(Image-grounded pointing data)
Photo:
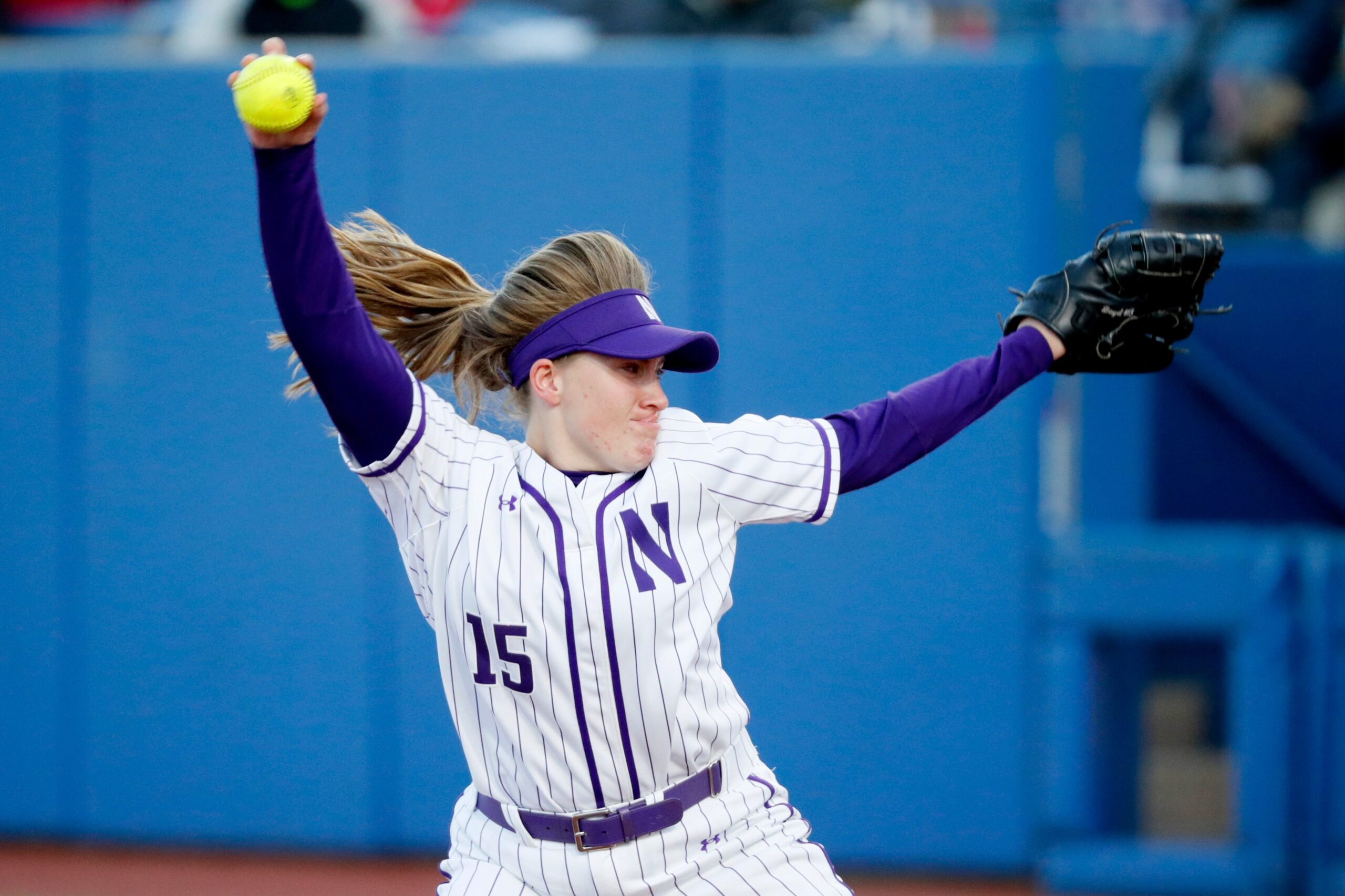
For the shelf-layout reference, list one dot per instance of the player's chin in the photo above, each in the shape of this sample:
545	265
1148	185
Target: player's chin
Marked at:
640	452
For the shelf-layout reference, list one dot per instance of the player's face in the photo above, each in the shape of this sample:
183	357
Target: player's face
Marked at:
611	409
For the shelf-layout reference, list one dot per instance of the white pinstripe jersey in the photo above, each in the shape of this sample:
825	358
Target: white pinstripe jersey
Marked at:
577	624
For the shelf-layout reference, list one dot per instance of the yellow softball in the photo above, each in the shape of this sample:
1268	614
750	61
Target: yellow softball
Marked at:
275	93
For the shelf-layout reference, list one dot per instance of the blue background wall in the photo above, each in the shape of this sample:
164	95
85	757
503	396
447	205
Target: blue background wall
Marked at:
214	641
210	637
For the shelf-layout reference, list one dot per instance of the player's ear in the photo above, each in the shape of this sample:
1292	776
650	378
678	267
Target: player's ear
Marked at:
545	382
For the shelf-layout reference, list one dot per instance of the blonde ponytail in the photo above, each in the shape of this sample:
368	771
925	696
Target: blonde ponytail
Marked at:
441	320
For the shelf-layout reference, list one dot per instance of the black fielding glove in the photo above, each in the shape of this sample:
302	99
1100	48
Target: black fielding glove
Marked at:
1121	307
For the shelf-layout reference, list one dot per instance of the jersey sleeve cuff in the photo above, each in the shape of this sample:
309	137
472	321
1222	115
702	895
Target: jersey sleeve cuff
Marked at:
411	437
830	471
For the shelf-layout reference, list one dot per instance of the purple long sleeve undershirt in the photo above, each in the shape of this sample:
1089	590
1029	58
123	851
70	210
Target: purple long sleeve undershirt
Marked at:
880	437
364	382
357	373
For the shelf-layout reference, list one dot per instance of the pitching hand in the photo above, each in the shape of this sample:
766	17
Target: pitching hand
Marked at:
303	133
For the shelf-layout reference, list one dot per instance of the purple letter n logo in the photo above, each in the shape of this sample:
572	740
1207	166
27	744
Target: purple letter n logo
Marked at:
638	536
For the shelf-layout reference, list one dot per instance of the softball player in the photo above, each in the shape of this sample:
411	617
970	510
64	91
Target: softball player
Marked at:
575	580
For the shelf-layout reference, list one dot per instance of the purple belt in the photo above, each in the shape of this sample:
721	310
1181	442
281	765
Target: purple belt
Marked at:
606	829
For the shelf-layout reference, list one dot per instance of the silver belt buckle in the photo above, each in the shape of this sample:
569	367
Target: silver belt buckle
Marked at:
579	835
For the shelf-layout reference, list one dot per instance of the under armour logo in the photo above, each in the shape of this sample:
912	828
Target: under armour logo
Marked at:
649	308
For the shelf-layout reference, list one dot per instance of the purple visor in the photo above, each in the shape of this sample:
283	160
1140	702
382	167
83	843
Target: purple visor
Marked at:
620	325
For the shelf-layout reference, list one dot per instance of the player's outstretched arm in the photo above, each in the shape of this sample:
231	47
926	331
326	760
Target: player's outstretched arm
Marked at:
357	373
880	437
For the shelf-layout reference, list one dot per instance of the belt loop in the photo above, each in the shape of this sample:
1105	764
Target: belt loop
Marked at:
517	824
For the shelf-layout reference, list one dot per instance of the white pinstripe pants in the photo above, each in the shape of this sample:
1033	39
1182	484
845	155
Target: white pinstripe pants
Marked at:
748	841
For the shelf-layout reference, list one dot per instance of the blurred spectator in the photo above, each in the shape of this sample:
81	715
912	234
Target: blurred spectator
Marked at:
1290	120
697	17
210	27
743	17
1298	119
265	18
61	15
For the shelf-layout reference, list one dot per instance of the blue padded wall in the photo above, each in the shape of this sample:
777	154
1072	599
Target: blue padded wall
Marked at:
214	638
33	641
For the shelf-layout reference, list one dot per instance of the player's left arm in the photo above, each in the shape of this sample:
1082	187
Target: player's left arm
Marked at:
880	437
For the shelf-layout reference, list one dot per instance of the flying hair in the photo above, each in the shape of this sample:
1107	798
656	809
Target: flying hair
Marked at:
440	319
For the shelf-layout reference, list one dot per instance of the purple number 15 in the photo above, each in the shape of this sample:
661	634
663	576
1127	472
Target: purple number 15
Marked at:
483	674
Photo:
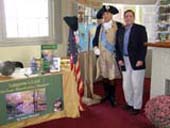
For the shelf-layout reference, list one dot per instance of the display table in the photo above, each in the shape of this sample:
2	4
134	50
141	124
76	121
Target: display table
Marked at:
70	99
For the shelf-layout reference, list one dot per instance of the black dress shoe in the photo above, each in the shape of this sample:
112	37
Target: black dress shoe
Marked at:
135	111
127	107
112	101
104	99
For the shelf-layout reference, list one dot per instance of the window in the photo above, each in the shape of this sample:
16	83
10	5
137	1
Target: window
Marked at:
26	22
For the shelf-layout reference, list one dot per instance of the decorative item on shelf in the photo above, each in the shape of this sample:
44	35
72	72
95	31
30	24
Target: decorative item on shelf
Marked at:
7	68
56	64
47	54
157	110
34	66
65	63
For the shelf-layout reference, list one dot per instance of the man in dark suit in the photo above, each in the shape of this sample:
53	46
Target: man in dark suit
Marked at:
131	52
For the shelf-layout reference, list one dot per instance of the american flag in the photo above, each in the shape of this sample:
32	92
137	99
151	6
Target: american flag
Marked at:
75	65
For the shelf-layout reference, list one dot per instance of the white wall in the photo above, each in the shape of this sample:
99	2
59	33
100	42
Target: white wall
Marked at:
160	70
25	53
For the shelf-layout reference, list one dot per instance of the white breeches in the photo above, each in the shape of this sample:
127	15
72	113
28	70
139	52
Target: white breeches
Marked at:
133	81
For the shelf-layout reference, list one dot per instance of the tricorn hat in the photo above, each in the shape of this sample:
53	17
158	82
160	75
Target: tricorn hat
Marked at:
106	8
72	22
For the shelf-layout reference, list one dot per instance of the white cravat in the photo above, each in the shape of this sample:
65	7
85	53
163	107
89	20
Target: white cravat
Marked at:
107	25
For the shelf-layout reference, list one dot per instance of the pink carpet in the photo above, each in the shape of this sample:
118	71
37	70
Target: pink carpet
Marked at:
103	115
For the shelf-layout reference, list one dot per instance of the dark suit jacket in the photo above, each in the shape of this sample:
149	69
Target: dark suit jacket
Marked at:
96	37
136	49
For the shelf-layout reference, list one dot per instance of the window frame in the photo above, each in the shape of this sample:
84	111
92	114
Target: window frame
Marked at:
4	41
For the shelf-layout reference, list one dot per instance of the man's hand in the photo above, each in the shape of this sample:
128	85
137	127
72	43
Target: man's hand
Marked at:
121	63
96	51
139	63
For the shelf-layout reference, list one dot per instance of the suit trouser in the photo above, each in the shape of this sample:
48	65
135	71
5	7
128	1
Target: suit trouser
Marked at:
133	81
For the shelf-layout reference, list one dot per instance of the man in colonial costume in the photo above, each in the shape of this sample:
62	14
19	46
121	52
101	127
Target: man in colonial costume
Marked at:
104	48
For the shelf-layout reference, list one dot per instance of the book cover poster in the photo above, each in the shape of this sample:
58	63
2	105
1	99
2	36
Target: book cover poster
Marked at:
32	97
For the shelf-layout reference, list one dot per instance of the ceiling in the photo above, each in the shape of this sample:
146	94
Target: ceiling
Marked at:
119	1
131	1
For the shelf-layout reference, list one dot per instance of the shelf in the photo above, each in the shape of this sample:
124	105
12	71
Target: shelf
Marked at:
166	32
164	14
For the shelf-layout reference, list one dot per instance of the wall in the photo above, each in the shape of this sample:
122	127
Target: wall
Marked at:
25	53
160	70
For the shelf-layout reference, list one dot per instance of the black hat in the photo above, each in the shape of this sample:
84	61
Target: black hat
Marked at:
106	8
72	22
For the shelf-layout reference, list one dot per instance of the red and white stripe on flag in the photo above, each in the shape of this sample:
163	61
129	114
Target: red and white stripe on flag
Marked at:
80	89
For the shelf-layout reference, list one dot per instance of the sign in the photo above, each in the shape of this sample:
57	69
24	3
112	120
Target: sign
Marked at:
32	97
91	3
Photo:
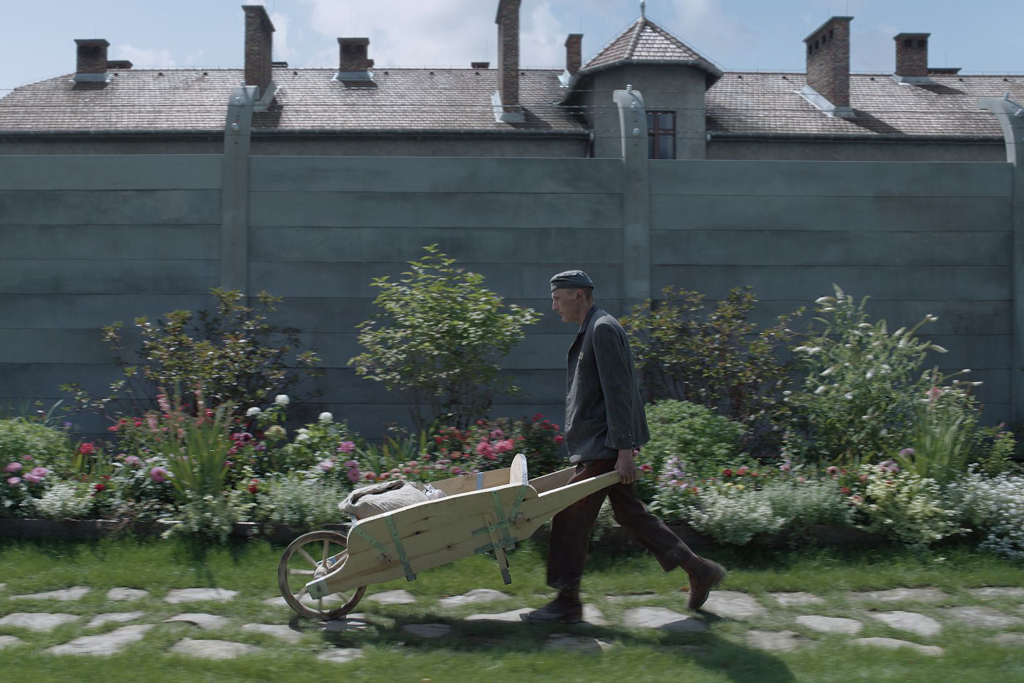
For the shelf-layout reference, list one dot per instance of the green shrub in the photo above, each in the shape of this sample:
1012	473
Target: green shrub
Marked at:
437	339
863	386
43	445
721	361
702	440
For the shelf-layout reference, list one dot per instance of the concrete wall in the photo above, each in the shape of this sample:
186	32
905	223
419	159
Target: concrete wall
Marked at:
89	240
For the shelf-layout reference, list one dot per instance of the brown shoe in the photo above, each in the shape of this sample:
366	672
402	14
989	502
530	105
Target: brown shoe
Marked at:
563	609
705	577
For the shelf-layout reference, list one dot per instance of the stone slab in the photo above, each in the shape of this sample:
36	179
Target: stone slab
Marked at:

> _Task prompt_: Give the exact lines, and only those, from the line containing "the blue padded" through the line containing "the player's left" in the entries above.

> _Task output_:
For the shelf-layout reference, list one dot per instance of the blue padded wall in the photo above, each in the shape of this sample:
777	154
1072	599
Target: blue padded wall
Marked at:
214	638
33	641
For the shelf-layout reference, list one dot per instance of the player's left arm in the photo above, each in the shape of this sample:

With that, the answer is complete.